Return the full set of entries exactly. Omit none.

The data START

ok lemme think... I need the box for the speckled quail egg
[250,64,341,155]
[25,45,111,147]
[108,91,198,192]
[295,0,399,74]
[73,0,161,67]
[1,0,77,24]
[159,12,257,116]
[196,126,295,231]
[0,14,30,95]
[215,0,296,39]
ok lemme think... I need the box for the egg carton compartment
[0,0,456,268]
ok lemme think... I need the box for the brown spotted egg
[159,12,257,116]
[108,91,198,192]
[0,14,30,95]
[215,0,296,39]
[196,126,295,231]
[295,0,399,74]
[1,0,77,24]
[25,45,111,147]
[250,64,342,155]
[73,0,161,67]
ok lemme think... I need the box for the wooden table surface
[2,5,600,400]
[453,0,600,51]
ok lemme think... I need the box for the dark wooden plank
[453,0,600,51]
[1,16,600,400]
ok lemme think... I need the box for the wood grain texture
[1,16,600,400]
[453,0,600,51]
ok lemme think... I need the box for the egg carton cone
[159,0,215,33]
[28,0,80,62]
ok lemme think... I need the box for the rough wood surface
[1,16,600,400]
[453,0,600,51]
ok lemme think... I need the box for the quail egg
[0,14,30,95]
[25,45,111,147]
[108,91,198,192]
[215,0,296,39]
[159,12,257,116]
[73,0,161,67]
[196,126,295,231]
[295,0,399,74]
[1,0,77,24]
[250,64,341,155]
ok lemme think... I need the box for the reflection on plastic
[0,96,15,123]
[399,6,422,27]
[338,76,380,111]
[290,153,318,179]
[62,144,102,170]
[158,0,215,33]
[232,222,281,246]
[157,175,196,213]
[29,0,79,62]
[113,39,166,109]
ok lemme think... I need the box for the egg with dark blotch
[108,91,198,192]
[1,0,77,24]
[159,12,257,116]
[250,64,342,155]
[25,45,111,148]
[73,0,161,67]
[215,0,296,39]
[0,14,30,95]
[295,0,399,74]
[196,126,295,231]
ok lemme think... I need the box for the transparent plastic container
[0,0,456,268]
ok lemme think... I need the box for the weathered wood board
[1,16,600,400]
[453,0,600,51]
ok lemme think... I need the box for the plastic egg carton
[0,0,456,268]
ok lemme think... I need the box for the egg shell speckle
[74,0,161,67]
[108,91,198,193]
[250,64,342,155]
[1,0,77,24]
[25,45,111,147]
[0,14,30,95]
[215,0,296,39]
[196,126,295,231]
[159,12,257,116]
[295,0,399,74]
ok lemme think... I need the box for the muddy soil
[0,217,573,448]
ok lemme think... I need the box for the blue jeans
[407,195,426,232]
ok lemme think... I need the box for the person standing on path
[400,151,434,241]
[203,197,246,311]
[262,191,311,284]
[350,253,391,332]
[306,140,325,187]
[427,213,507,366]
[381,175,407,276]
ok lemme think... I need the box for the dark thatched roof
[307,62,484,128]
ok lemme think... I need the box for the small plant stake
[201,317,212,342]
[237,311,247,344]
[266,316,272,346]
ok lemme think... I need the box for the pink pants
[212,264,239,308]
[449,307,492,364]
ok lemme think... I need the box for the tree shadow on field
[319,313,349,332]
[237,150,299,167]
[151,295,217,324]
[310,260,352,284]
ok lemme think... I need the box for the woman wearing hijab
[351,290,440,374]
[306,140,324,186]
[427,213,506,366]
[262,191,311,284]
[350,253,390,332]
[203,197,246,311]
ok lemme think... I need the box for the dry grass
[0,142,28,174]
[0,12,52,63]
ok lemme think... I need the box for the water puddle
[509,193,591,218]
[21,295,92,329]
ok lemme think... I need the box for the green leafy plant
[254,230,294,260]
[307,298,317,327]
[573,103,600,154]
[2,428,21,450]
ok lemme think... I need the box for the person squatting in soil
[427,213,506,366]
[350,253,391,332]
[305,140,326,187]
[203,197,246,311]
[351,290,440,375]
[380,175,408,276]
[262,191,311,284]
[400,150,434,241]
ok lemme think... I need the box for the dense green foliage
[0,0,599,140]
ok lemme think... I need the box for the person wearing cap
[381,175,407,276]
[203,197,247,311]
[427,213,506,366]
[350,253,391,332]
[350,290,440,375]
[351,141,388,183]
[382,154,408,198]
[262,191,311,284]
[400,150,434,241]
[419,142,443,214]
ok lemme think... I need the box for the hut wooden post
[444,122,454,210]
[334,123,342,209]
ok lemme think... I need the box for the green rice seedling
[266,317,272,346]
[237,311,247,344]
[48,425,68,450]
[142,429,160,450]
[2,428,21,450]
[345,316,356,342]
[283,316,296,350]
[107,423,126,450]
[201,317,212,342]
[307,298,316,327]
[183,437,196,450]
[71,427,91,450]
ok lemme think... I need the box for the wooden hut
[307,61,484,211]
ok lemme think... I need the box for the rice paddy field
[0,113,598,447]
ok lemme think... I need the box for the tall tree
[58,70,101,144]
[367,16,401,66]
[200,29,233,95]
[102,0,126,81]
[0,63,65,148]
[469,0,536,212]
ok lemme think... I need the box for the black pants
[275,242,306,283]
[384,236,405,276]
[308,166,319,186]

The data END

Exercise answer:
ok lemme think... I need the box for the speckled quail egg
[250,64,341,155]
[25,45,111,147]
[108,91,198,192]
[295,0,399,74]
[73,0,161,67]
[1,0,77,24]
[159,12,257,116]
[196,126,295,231]
[0,14,30,95]
[215,0,296,39]
ok lemme think... I need the box for the egg carton compartment
[0,0,456,268]
ok lemme think... I need the box for the brown spotted egg
[159,12,257,116]
[108,91,198,192]
[0,14,30,95]
[215,0,296,39]
[196,126,295,231]
[295,0,399,74]
[1,0,77,24]
[25,45,111,147]
[250,64,342,155]
[73,0,161,67]
ok lemme think... I need the box for the wooden table surface
[2,5,600,400]
[453,0,600,51]
ok lemme think... I need the box for the dark wooden plank
[453,0,600,51]
[1,16,600,400]
ok lemme think... I need the box for the wood grain texture
[1,16,600,400]
[453,0,600,51]
ok lemme think... I need the box for the egg carton cone
[159,0,215,33]
[28,0,80,62]
ok lemme think... I need the box for the rough wood surface
[1,16,600,400]
[453,0,600,51]
ok lemme think... I need the box for the quail egg
[0,14,30,95]
[25,45,111,147]
[108,91,198,192]
[215,0,296,39]
[159,12,257,116]
[73,0,161,67]
[196,126,295,231]
[295,0,399,74]
[1,0,77,24]
[250,64,341,155]
ok lemme think... I need the box for the reflection on plastic
[0,96,15,123]
[399,6,422,27]
[338,76,380,111]
[290,153,318,179]
[62,144,102,170]
[158,0,215,33]
[232,222,281,246]
[157,175,196,213]
[29,0,79,62]
[113,39,166,109]
ok lemme think... I need the box for the egg with dark blotch
[108,91,198,192]
[1,0,77,24]
[159,12,257,116]
[250,64,342,155]
[25,45,111,148]
[73,0,161,67]
[215,0,296,39]
[0,14,30,95]
[295,0,399,74]
[196,126,295,231]
ok lemme think... I need the box for the transparent plastic container
[0,0,456,268]
ok lemme think... I need the box for the weathered wood board
[1,16,600,400]
[453,0,600,51]
ok lemme think... I need the box for the plastic egg carton
[0,0,456,268]
ok lemme think... I need the box for the egg shell speckle
[74,0,161,67]
[108,91,198,193]
[250,64,342,155]
[1,0,77,24]
[25,45,111,147]
[0,14,30,95]
[215,0,296,39]
[196,126,295,231]
[159,12,257,116]
[295,0,399,74]
ok lemme think... I need the box for the muddy soil
[0,217,573,448]
ok lemme think... I need the box for the blue jeans
[407,195,426,232]
ok lemme think... I need the box for the person standing on path
[400,151,434,241]
[203,197,246,311]
[262,191,311,284]
[350,253,391,332]
[306,140,325,187]
[427,213,507,366]
[381,175,407,276]
ok lemme think... I need the box for the dark thatched roof
[307,62,484,128]
ok lemme think... I need the box for the small plant stake
[201,317,212,342]
[237,311,247,344]
[266,316,272,346]
ok lemme think... I need the box for the pink pants
[212,264,239,308]
[449,307,492,364]
ok lemme think... I need the box for the tree shadow on field
[319,313,349,332]
[237,150,299,167]
[151,295,217,324]
[310,260,352,284]
ok lemme think... I need the box for the woman wearing hijab
[351,290,440,374]
[306,140,324,186]
[427,213,506,366]
[262,191,311,284]
[350,253,390,332]
[203,197,246,311]
ok lemme think... I need the box for the dry grass
[0,142,28,174]
[0,12,52,63]
ok lemme think... I need the box for the water puddle
[509,193,591,218]
[21,295,92,329]
ok lemme think... I need the box for the green leafy plant
[254,230,294,260]
[307,298,317,327]
[573,103,600,154]
[2,428,21,450]
ok lemme think... I need the box for the person squatting in soil
[427,213,506,366]
[350,253,391,332]
[305,140,326,187]
[203,197,246,311]
[351,290,440,375]
[380,175,408,276]
[262,191,311,284]
[400,150,434,241]
ok lemme think... I need the box for the dense green foliage
[0,0,599,140]
ok lemme think... I need the box for the person wearing cap
[381,175,407,276]
[203,197,247,311]
[427,213,506,366]
[350,253,391,332]
[350,290,440,375]
[351,141,388,183]
[382,154,408,198]
[262,191,311,284]
[400,150,434,241]
[419,142,443,214]
ok lemme think... I need the box for the hut wooden post
[444,122,454,210]
[334,123,342,209]
ok lemme think... I need the box for the green rice seedling
[266,317,272,346]
[237,311,247,344]
[48,425,68,450]
[142,429,160,450]
[2,428,21,450]
[345,316,356,342]
[283,316,296,350]
[107,423,126,450]
[201,317,212,342]
[307,298,316,327]
[183,437,196,450]
[71,427,91,450]
ok lemme think... I need the box for the wooden hut
[307,61,484,211]
ok lemme think... I need the box for the rice paddy field
[0,113,598,447]
ok lemme think... I need the box for the tall tree
[58,70,101,144]
[367,16,401,66]
[200,29,233,95]
[102,0,126,81]
[0,63,65,148]
[469,0,536,212]
ok lemme think... I need the box for the black pants
[275,242,306,283]
[384,236,405,276]
[308,166,319,186]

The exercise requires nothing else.